> _Required work_: Give the number of lines in the records that include the word "below", and nothing besides.

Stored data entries
....................

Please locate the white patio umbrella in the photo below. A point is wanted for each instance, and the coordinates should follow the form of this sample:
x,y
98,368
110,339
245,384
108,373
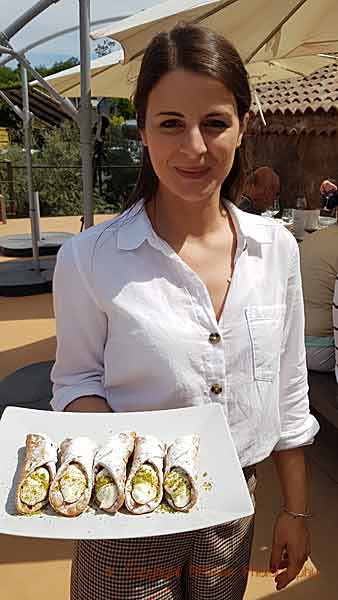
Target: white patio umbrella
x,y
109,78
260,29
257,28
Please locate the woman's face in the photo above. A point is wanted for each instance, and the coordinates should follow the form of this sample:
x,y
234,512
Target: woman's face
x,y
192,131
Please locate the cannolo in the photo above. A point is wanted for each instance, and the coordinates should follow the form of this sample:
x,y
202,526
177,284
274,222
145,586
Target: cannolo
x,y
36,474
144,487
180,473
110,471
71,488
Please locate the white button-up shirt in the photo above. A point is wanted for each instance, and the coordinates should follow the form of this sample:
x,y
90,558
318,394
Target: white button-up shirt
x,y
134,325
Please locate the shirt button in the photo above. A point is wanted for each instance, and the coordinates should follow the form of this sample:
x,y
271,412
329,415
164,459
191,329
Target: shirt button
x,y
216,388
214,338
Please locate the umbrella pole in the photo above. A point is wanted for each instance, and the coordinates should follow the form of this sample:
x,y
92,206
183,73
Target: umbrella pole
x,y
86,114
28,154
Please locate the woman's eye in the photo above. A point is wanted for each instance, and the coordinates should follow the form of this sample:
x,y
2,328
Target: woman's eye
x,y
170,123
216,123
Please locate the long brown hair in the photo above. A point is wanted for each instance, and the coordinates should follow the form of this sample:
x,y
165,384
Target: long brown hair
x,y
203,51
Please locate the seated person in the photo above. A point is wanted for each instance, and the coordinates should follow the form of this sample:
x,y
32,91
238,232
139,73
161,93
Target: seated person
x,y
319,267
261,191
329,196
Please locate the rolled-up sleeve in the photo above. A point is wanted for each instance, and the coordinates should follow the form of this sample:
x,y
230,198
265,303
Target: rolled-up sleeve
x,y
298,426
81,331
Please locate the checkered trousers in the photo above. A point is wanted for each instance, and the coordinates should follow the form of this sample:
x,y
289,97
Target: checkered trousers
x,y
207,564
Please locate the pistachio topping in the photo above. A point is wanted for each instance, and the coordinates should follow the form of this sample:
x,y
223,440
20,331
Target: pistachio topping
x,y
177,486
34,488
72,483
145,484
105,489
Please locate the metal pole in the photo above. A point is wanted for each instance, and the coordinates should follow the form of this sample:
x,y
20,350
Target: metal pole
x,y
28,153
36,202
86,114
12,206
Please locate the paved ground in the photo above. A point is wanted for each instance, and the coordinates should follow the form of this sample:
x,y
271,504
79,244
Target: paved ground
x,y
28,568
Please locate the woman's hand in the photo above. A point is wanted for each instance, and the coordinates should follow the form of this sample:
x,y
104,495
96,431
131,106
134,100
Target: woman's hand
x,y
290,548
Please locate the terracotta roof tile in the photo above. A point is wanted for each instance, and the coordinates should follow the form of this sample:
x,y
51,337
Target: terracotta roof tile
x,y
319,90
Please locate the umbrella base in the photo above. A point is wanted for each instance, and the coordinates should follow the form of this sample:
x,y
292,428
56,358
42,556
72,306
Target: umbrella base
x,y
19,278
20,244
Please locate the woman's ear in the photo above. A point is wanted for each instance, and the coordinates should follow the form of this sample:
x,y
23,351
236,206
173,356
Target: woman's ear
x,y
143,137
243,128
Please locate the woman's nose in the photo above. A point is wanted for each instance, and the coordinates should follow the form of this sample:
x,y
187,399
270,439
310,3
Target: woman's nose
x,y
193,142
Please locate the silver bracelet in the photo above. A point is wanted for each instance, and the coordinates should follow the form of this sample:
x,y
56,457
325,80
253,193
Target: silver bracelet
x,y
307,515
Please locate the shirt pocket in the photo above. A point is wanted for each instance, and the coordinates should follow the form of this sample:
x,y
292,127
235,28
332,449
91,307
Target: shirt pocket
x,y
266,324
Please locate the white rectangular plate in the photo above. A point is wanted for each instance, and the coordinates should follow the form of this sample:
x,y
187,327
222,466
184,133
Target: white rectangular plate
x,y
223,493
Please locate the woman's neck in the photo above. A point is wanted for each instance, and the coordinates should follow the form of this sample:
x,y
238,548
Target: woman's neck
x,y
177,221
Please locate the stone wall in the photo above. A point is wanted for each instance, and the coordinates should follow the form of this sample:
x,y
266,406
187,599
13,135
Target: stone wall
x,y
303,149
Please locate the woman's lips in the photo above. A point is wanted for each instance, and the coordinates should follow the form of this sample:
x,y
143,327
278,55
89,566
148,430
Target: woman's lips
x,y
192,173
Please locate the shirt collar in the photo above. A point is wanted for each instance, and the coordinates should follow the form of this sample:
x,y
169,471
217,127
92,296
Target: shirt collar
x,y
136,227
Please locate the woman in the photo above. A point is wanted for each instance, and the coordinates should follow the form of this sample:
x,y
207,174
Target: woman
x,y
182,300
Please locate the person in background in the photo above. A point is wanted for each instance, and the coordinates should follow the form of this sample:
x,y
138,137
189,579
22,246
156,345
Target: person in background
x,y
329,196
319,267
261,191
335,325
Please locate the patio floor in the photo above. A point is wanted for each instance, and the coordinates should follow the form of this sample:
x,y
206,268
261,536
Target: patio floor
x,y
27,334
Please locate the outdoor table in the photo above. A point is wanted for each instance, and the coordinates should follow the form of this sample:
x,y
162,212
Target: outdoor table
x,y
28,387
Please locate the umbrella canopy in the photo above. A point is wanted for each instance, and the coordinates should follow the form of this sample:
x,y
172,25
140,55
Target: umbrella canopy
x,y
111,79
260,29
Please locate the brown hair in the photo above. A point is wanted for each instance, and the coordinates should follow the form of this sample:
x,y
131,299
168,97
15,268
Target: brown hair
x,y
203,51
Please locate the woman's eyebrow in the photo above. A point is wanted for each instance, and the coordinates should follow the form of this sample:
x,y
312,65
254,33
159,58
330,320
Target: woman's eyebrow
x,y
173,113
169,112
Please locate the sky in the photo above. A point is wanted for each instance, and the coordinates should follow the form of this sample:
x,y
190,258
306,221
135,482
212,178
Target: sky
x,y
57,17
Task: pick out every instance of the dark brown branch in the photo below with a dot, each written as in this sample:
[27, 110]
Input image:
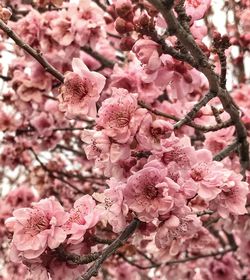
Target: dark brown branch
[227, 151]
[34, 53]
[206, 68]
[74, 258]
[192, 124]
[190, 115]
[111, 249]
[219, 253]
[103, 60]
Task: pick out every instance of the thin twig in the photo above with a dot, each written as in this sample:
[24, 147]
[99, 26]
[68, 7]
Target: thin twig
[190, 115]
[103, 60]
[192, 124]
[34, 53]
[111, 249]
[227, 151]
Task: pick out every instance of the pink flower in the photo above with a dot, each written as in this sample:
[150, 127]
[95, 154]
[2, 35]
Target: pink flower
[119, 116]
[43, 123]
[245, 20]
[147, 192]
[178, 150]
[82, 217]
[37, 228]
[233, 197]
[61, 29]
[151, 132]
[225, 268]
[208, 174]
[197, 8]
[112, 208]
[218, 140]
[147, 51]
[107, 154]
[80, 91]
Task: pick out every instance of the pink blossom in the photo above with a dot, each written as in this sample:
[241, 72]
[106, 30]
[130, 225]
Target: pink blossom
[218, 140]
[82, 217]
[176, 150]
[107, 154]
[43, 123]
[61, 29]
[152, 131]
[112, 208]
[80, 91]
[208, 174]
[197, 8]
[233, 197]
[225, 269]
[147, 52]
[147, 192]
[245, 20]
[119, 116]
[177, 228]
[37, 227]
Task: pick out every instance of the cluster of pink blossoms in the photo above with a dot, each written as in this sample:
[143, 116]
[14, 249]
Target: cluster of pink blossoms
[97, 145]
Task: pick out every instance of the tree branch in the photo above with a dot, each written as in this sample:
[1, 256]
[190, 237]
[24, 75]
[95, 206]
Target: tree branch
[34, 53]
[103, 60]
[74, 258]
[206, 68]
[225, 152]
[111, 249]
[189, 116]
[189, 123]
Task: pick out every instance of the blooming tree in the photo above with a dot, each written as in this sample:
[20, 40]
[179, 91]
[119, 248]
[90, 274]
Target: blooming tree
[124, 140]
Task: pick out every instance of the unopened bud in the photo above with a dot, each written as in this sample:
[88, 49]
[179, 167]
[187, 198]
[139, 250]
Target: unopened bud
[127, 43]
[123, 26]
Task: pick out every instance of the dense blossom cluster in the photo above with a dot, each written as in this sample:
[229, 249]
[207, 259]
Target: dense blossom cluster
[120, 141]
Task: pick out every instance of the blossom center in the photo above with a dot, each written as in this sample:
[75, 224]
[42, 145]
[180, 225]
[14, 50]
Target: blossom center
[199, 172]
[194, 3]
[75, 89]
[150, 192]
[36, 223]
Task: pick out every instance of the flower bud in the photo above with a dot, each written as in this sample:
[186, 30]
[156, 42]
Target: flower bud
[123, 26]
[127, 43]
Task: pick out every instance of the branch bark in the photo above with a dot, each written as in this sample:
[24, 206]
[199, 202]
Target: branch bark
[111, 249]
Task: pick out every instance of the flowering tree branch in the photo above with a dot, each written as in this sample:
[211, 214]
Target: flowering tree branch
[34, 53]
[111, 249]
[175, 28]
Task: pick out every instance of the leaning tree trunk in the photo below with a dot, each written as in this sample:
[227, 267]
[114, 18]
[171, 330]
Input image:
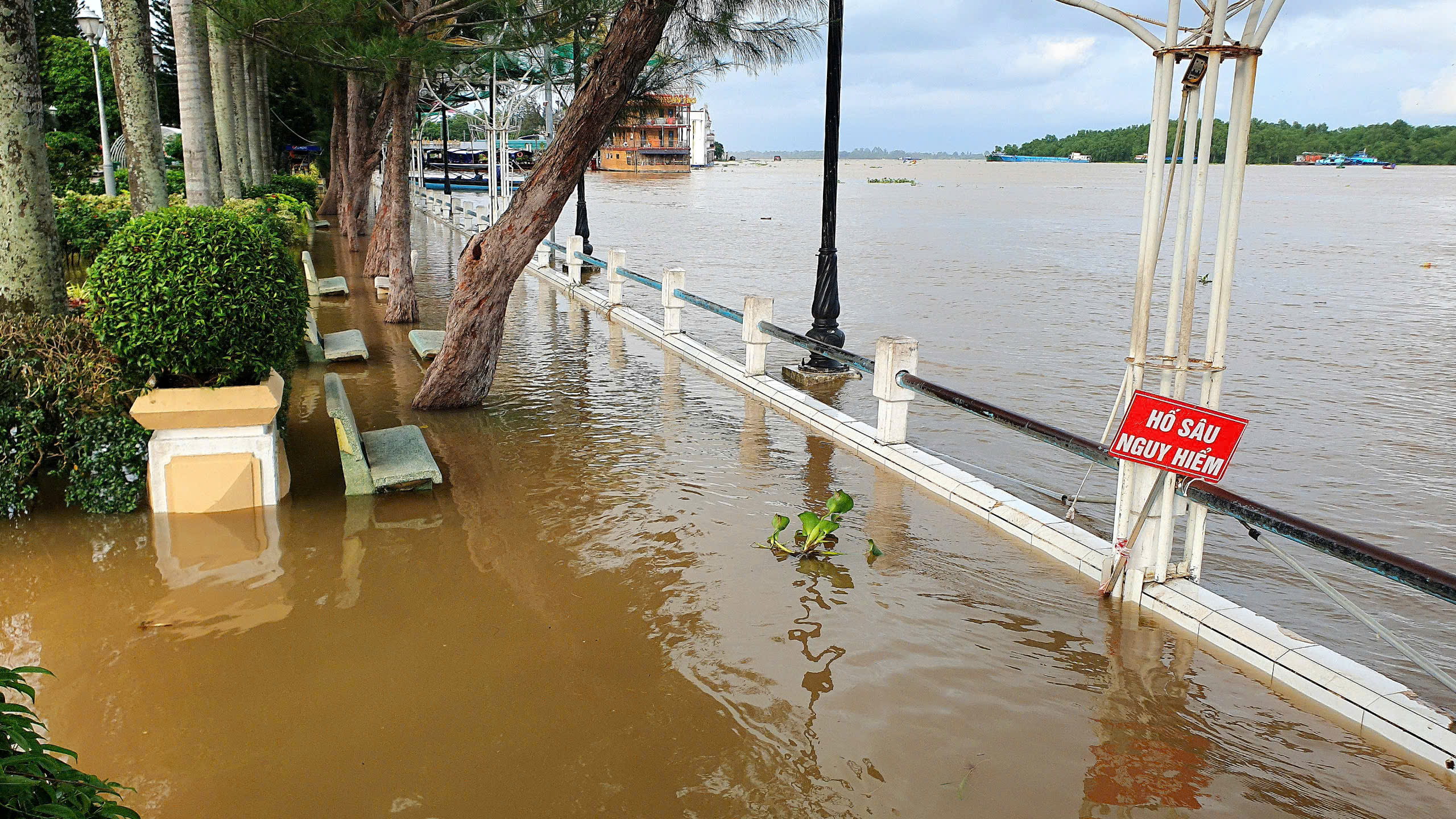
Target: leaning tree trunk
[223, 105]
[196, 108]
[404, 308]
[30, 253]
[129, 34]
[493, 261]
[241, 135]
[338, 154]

....................

> _Written solution_: 3